Top of Data for analysis

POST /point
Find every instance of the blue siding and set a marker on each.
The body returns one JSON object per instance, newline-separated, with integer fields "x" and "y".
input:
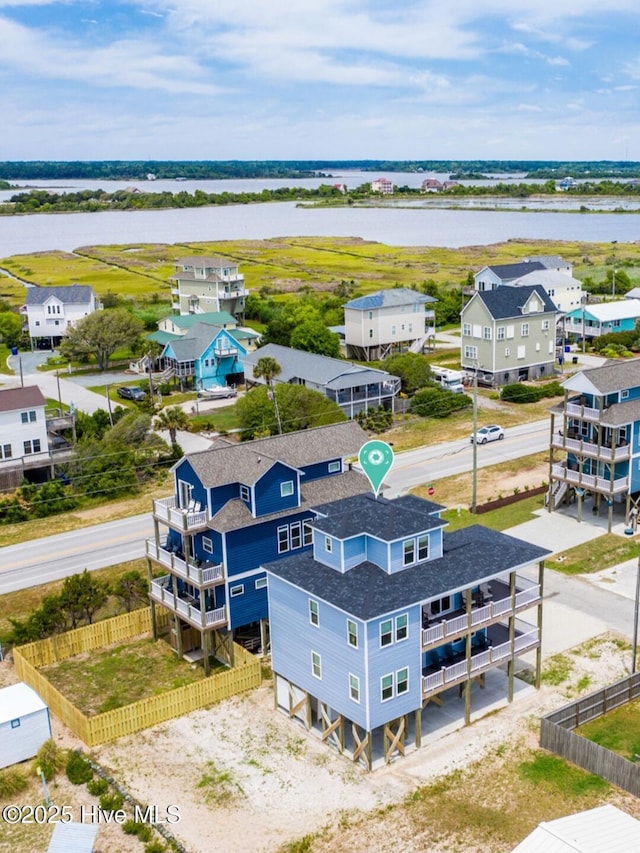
{"x": 267, "y": 490}
{"x": 388, "y": 660}
{"x": 289, "y": 617}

Bottom of Data for analysis

**The task**
Nothing but the lines from the one containing "Find every instance" through the last line of the records above should appear, each repeated exactly, with no pictures.

**Result**
Find every instance of the blue siding and set a marker on each.
The body returns one JSON object per instance, newline-separated, with integer fields "x" and "y".
input:
{"x": 267, "y": 490}
{"x": 388, "y": 660}
{"x": 289, "y": 617}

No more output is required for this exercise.